ASSIGNMENT: Copy every line of the records below where the word "wearing" occurs.

(Referring expression pointing data)
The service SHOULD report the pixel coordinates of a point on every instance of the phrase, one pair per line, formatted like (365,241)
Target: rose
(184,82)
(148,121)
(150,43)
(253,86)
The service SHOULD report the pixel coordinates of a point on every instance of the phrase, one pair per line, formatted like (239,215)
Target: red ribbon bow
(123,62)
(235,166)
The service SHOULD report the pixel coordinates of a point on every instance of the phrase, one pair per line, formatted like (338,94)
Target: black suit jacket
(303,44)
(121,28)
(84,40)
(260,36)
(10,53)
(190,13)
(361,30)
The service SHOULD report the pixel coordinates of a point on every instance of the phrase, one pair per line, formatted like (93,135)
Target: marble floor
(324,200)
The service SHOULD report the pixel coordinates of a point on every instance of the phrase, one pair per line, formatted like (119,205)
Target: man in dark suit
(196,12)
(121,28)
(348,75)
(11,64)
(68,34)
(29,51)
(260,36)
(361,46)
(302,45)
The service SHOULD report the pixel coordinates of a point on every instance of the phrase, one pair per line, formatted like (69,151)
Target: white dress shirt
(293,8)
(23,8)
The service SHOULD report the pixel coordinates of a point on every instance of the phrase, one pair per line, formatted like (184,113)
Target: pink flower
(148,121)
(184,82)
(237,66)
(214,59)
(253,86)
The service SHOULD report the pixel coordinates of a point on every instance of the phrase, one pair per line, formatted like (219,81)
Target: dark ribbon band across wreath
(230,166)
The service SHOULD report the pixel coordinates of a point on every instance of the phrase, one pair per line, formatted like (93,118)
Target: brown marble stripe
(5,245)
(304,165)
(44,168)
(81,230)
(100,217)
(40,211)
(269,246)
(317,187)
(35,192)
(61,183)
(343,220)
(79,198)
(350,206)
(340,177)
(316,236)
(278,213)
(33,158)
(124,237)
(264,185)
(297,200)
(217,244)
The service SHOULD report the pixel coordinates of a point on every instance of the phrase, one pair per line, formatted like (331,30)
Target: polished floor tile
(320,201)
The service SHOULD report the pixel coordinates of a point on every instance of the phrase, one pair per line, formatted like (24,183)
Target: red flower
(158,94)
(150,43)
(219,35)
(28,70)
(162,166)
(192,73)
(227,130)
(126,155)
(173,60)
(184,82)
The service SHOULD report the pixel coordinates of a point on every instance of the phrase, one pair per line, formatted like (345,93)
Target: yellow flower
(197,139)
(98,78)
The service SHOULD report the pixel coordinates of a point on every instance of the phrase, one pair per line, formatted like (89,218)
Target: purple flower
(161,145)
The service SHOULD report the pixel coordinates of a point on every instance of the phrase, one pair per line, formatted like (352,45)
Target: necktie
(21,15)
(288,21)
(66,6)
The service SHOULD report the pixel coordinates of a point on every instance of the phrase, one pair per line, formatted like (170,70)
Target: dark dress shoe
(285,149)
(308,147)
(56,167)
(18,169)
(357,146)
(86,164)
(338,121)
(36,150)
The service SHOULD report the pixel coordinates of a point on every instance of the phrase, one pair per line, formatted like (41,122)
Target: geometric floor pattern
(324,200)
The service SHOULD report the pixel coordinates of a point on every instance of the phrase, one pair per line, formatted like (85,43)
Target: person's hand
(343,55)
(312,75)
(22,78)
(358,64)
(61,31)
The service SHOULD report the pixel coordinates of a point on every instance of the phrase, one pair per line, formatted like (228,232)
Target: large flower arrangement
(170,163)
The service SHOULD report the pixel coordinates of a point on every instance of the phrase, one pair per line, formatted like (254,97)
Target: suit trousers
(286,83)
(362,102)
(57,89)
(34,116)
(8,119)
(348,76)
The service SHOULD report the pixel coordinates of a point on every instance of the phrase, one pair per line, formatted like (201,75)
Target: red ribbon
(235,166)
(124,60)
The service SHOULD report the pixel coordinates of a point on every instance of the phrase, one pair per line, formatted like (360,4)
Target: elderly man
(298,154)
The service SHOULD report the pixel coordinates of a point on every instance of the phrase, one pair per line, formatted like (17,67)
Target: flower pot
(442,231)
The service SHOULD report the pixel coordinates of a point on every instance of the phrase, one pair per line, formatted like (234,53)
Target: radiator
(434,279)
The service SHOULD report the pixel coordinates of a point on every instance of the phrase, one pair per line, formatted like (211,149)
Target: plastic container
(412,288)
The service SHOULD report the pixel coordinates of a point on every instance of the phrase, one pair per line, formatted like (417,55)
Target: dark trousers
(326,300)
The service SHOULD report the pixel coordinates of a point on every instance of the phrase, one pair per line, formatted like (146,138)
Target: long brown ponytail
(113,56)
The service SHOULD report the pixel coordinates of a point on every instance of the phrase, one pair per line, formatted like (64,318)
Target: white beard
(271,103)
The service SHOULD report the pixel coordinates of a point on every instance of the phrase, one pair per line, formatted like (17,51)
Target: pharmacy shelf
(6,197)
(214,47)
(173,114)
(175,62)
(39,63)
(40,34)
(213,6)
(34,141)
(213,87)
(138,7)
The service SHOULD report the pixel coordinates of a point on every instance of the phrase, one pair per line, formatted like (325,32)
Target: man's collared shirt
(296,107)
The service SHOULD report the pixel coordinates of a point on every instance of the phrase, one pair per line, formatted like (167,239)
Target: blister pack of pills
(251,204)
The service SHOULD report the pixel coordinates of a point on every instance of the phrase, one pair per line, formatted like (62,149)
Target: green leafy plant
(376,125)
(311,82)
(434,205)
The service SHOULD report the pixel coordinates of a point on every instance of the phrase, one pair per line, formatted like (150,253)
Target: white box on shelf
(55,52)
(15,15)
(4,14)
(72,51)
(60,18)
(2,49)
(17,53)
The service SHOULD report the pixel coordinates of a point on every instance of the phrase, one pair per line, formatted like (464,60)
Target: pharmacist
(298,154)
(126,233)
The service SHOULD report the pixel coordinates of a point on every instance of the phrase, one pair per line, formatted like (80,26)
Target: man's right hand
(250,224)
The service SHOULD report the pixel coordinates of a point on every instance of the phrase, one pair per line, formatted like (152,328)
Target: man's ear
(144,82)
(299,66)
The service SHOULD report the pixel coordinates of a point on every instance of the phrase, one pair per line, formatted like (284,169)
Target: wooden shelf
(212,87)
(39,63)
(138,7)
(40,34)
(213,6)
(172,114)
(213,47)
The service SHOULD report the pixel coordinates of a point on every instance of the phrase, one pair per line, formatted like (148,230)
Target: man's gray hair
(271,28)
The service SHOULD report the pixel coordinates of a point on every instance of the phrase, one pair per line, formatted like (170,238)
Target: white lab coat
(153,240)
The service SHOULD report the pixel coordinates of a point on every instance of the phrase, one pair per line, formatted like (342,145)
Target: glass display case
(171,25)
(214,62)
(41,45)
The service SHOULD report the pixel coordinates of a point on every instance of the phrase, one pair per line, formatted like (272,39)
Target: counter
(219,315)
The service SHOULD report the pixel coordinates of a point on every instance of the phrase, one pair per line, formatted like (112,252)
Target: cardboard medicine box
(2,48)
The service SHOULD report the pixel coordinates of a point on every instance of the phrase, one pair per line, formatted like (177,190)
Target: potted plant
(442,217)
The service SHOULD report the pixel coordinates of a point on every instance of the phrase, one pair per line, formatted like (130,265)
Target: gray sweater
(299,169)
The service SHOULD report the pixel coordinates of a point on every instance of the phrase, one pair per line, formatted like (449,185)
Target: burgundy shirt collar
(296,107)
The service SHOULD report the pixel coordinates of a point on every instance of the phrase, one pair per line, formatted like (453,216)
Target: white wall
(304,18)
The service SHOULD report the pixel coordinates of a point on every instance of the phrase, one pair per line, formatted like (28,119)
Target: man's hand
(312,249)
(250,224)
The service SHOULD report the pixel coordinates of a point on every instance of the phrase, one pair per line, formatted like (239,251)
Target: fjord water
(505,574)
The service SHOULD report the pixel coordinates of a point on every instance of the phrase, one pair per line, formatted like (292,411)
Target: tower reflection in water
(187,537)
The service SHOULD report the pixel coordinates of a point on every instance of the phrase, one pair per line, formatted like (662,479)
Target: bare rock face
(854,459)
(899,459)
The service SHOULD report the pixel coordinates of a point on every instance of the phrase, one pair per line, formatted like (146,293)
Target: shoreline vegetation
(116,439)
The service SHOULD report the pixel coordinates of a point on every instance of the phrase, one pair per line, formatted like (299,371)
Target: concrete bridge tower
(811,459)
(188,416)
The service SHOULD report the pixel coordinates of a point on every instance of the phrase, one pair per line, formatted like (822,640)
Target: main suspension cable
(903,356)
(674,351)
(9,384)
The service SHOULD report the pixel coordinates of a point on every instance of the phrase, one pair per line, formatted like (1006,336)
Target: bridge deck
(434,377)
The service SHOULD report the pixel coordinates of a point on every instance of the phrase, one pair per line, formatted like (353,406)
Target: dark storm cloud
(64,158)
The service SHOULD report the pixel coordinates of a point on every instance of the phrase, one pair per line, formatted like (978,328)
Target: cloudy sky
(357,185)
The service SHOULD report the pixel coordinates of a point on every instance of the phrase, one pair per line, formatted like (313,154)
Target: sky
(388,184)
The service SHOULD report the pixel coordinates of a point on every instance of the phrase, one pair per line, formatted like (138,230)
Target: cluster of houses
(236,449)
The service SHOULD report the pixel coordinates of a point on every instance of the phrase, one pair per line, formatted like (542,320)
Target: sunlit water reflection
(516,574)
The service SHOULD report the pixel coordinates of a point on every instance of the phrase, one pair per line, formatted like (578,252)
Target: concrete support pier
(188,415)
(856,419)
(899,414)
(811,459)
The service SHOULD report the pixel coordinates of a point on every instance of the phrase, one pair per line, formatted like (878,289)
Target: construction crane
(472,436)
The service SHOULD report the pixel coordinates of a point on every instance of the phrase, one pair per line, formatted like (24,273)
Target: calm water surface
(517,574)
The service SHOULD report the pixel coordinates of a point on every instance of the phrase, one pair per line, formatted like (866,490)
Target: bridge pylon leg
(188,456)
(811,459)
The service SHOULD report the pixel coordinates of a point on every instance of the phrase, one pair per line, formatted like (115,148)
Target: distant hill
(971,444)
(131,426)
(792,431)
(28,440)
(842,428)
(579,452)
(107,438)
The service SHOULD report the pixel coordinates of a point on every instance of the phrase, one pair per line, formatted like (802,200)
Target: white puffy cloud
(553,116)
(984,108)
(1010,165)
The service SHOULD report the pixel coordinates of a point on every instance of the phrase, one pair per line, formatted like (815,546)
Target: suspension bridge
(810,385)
* * *
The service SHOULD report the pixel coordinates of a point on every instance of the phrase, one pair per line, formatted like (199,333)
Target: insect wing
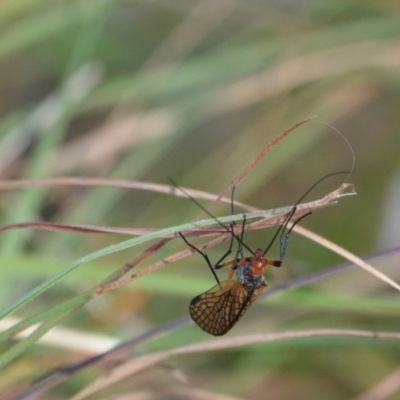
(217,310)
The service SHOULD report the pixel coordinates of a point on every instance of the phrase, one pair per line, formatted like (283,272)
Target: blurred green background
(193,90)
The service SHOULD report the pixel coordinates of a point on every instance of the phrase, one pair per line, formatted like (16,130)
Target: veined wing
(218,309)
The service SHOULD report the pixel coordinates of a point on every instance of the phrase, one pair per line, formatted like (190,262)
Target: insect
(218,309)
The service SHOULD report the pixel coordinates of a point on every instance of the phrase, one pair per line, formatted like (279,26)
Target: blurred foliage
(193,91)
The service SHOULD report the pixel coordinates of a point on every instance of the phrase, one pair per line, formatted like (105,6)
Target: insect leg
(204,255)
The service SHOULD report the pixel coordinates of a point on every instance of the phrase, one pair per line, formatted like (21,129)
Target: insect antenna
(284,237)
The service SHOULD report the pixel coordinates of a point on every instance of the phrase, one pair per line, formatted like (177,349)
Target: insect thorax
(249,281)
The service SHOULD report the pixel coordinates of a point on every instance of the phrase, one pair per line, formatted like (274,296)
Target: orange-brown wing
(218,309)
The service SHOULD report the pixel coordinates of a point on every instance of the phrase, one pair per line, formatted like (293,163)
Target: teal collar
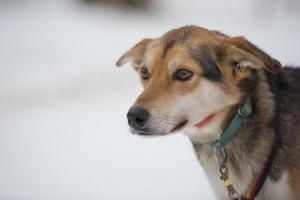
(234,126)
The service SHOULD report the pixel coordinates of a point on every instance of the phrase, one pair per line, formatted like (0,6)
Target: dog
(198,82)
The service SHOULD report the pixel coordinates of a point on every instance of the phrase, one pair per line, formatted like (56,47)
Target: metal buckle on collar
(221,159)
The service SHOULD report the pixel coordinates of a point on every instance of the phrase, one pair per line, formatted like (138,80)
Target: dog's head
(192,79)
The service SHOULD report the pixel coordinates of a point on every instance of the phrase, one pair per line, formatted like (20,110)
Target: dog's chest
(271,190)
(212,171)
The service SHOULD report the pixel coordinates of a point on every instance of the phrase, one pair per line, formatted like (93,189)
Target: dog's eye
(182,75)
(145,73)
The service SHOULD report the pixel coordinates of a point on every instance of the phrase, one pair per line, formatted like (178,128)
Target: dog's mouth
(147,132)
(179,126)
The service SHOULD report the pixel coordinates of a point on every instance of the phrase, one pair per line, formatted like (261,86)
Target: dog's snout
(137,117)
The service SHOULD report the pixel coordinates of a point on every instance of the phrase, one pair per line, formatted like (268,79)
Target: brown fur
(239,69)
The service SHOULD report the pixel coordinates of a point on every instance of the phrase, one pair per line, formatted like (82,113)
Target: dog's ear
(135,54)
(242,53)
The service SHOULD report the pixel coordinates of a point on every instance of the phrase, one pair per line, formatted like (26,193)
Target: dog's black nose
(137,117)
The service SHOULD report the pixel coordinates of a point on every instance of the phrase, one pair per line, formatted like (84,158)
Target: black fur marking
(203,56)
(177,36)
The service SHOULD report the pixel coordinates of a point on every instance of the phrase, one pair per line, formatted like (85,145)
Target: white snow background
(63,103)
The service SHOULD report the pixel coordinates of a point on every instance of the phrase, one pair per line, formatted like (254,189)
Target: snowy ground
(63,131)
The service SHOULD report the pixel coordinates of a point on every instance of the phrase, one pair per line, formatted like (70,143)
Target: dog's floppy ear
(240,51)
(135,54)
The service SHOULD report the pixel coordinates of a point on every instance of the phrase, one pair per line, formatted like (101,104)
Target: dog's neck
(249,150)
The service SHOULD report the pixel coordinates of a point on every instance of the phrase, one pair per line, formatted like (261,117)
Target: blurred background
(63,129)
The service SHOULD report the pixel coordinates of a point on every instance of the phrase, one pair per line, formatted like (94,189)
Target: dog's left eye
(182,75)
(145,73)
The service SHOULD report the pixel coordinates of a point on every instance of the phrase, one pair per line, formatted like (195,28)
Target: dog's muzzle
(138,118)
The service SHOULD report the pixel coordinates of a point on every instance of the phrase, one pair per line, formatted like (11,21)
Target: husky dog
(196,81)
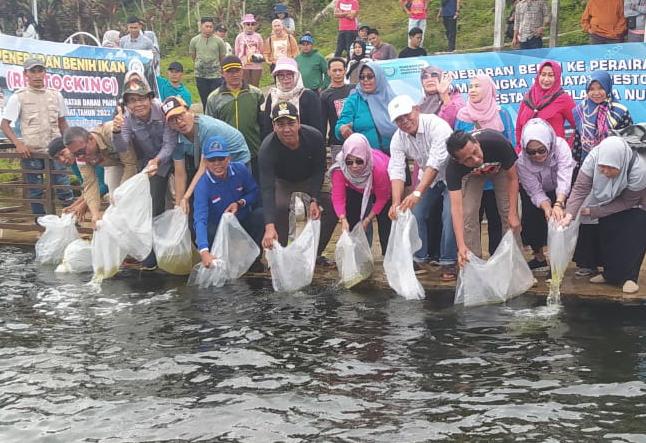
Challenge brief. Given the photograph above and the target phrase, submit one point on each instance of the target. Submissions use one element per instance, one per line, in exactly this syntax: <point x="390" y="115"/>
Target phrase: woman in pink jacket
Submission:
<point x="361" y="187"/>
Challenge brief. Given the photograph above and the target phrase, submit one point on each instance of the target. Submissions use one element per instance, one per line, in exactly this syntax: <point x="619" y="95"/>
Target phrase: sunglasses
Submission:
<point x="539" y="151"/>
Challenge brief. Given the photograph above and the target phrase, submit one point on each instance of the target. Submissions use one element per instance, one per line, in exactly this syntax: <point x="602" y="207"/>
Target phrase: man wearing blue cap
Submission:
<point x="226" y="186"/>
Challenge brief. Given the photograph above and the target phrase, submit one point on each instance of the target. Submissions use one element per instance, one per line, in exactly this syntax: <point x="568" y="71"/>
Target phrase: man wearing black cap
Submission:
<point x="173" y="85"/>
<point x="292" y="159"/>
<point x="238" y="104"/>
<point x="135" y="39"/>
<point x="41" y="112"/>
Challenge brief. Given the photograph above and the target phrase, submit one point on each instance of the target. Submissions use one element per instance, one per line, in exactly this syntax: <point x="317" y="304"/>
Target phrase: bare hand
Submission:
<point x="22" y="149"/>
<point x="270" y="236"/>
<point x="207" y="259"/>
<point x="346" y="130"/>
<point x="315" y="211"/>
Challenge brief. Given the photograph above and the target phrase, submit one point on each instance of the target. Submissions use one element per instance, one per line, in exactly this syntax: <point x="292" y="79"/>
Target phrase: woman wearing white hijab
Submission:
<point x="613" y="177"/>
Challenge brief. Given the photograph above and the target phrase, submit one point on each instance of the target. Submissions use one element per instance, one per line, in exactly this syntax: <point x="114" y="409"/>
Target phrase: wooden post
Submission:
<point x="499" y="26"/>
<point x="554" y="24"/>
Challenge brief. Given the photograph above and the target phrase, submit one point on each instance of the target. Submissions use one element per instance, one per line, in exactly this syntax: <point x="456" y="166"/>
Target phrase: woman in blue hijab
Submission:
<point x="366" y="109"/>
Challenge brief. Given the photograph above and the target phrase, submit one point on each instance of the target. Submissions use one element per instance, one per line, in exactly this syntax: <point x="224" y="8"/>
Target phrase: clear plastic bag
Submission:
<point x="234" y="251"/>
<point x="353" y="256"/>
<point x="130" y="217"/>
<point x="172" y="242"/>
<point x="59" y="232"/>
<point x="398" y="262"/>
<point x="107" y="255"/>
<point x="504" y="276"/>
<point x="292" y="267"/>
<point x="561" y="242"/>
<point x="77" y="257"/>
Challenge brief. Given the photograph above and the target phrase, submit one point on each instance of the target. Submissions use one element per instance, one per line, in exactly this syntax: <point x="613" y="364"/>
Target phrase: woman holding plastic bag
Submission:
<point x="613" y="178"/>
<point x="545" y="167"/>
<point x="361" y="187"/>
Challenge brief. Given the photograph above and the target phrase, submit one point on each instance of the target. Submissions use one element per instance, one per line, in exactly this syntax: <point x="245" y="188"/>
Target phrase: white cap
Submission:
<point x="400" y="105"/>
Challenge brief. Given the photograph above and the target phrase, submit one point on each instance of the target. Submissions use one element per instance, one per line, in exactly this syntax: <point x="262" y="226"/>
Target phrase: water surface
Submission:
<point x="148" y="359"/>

EXERCISE OUTPUT:
Target phrase: man wearing blue cap
Target phrase: man wearing black cap
Target phrase: woman wearing white hijab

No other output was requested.